Hi Michal,
On 8/26/25 15:18, Michal Koutný wrote:
Hi Djalal.
On Mon, Aug 18, 2025 at 10:04:21AM +0100, Djalal Harouni tixxdz@gmail.com wrote:
This patch series add support to write cgroup interfaces from BPF.
It is useful to freeze a cgroup hierarchy on suspicious activity for a more thorough analysis before killing it. Planned users of this feature are: systemd and BPF tools where the cgroup hierarchy could be a system service, user session, k8s pod or a container.
Could you please give more specific example of the "suspicious activity"? The last time (v1) it was referring to LSM hooks where such asynchronous approach wasn't ideal.
It solves the case perfectly, you detect something you fail the security hook return -EPERM and optionally freeze the cgroup, snapshot the runtime state.
Oh I thought the attached example is an obvious one, customers want to restrict bpf() usage per cgroup specific container/pod, so when we detect bpf() that's not per allowed cgroup we fail it and freeze it.
Take this and build on top, detect bash/shell exec or any other new dropped binaries, fail and freeze the exec early at linux_bprm object checks.

THE INPUT:
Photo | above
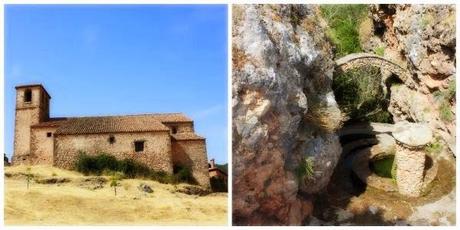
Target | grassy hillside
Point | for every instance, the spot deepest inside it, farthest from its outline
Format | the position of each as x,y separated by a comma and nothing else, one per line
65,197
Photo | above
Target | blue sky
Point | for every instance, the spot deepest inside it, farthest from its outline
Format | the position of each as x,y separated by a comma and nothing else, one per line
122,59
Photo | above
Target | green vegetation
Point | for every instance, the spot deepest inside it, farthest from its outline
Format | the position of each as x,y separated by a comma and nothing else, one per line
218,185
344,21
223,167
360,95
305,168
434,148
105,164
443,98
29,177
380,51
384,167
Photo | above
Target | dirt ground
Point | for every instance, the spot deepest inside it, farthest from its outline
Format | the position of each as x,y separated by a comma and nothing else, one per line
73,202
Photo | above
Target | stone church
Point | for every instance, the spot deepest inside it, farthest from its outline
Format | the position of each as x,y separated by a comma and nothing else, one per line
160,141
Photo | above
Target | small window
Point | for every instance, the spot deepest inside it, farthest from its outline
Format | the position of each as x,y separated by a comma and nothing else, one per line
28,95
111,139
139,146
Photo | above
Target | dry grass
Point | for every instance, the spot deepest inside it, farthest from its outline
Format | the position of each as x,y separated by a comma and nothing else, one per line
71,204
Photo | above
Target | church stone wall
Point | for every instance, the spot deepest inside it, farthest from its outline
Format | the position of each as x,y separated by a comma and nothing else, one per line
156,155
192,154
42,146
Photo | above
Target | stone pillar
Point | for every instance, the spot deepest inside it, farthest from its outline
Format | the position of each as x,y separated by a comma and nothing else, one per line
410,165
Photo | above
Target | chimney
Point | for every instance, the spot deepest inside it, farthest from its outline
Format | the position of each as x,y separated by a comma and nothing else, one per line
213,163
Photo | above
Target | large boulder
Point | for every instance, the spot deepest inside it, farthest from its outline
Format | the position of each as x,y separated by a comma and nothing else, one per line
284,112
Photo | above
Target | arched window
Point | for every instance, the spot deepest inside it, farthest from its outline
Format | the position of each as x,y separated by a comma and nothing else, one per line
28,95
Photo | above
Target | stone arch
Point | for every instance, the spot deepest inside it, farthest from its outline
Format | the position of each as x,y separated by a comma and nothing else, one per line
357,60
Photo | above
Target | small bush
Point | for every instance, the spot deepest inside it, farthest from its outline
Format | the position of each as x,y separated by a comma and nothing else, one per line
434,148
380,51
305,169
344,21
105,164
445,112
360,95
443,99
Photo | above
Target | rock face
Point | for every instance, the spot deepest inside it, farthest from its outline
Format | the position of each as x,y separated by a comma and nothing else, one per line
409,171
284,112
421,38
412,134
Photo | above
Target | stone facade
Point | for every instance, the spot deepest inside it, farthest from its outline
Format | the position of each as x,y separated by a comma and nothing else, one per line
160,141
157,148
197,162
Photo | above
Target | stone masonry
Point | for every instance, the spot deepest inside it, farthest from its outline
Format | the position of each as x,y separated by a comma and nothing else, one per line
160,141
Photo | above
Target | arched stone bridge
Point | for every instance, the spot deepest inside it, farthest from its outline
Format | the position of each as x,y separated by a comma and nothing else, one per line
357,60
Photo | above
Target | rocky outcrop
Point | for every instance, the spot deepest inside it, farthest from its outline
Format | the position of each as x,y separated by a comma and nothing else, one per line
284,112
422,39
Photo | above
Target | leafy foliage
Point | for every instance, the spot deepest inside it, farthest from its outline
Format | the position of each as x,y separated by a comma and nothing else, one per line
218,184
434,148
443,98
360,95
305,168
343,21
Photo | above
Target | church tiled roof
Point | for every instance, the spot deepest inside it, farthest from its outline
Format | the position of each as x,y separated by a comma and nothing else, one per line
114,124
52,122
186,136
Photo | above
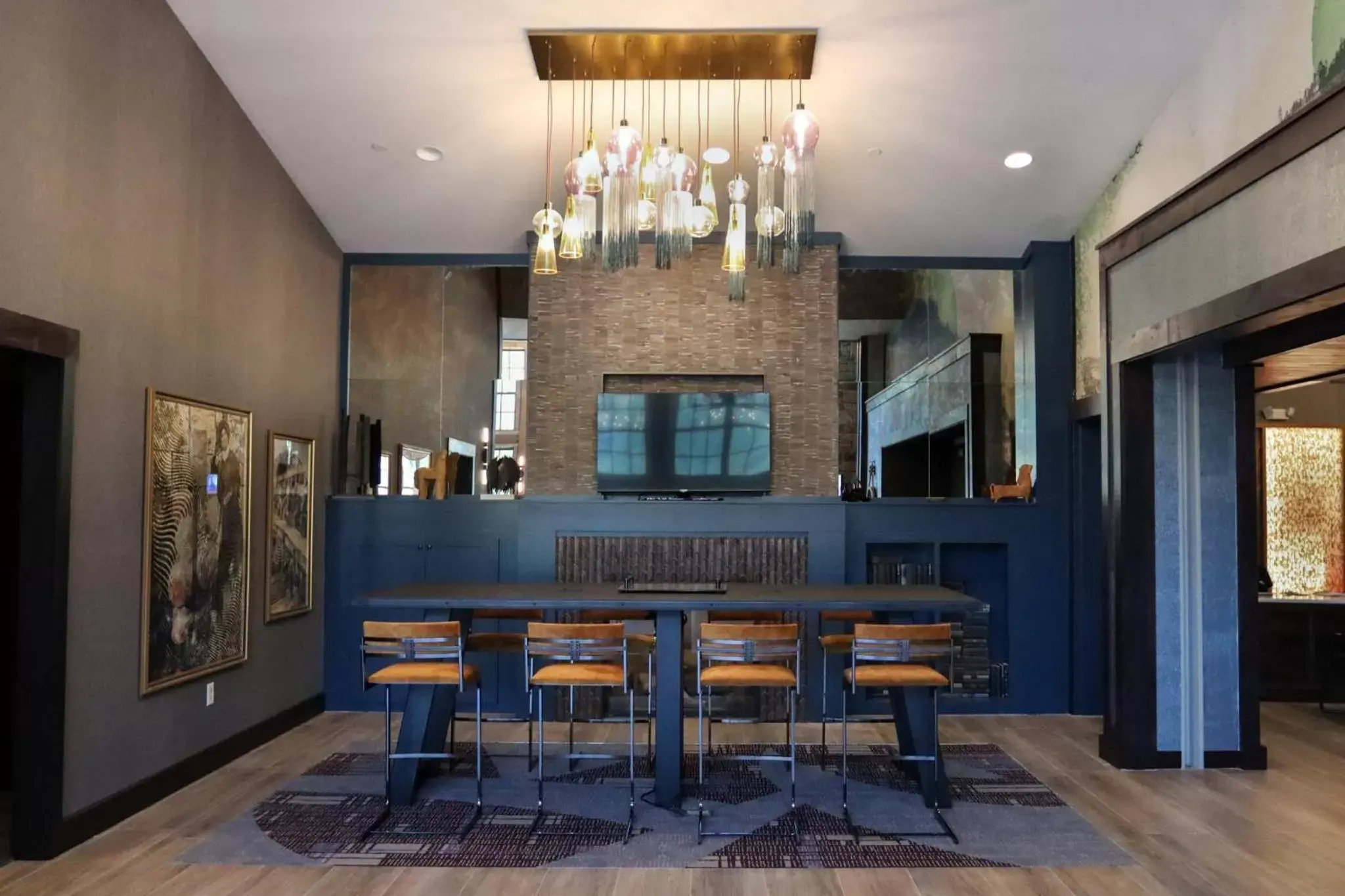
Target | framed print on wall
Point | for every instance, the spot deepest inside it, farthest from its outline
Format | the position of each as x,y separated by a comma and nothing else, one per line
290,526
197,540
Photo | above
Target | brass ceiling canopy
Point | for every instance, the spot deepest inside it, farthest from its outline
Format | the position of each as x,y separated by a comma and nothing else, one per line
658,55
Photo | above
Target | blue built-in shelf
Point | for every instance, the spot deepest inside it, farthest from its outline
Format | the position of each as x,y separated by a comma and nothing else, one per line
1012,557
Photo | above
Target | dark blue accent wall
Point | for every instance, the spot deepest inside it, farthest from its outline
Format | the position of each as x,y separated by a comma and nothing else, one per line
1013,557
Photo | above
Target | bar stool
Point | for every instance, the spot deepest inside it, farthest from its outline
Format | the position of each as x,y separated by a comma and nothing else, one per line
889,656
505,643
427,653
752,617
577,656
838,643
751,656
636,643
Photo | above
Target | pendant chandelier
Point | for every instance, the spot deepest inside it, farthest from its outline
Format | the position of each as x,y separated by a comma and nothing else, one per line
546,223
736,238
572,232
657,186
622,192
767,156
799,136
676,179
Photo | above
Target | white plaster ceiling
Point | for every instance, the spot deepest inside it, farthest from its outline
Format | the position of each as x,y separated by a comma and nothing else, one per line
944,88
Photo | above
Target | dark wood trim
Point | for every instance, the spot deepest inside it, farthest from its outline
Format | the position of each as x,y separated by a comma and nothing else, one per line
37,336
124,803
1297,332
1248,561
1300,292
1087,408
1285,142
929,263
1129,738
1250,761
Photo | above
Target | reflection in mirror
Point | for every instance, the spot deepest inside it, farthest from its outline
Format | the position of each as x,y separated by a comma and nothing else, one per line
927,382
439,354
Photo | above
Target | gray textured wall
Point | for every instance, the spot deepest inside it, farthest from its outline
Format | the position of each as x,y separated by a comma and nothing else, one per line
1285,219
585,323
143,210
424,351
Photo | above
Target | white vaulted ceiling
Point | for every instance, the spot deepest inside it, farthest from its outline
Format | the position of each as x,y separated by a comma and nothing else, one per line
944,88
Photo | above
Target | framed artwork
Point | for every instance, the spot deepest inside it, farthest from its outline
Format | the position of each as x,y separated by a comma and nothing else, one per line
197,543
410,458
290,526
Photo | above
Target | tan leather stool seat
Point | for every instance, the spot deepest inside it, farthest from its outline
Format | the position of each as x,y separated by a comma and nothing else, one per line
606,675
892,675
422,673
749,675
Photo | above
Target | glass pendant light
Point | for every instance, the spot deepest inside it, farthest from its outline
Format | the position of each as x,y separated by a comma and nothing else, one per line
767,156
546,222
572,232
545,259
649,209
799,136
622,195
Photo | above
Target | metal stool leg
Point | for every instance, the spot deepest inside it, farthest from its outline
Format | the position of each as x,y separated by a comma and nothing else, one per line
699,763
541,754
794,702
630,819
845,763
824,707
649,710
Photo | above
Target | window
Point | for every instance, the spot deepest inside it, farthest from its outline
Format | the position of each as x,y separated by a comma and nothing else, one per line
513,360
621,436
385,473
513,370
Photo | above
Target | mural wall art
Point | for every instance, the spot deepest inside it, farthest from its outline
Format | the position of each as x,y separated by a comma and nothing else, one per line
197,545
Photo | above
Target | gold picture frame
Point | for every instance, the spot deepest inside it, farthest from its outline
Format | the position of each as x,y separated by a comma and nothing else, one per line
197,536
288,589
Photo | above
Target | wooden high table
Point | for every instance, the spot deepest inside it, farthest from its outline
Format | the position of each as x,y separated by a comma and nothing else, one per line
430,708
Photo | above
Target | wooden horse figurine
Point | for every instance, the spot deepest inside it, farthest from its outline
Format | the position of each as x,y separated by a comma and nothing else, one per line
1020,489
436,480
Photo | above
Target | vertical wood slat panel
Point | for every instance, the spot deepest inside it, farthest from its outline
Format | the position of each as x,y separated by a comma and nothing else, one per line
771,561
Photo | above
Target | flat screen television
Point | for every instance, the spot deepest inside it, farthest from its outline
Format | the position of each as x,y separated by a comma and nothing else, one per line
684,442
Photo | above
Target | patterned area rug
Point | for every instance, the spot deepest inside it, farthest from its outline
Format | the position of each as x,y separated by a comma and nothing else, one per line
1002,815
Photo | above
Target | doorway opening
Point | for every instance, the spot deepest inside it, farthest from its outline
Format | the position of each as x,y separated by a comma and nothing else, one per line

PROBLEMS TO WORK ON:
a. Write out the part of the cgroup freezing thread starting at "Oh I thought" and ending at "linux_bprm object checks.".
b. Show each line of the listing that contains the word "wooden".

FINAL ANSWERS:
a.
Oh I thought the attached example is an obvious one, customers want to restrict bpf() usage per cgroup specific container/pod, so when we detect bpf() that's not per allowed cgroup we fail it and freeze it.
Take this and build on top, detect bash/shell exec or any other new dropped binaries, fail and freeze the exec early at linux_bprm object checks.

b.
Target | wooden high table
Target | wooden horse figurine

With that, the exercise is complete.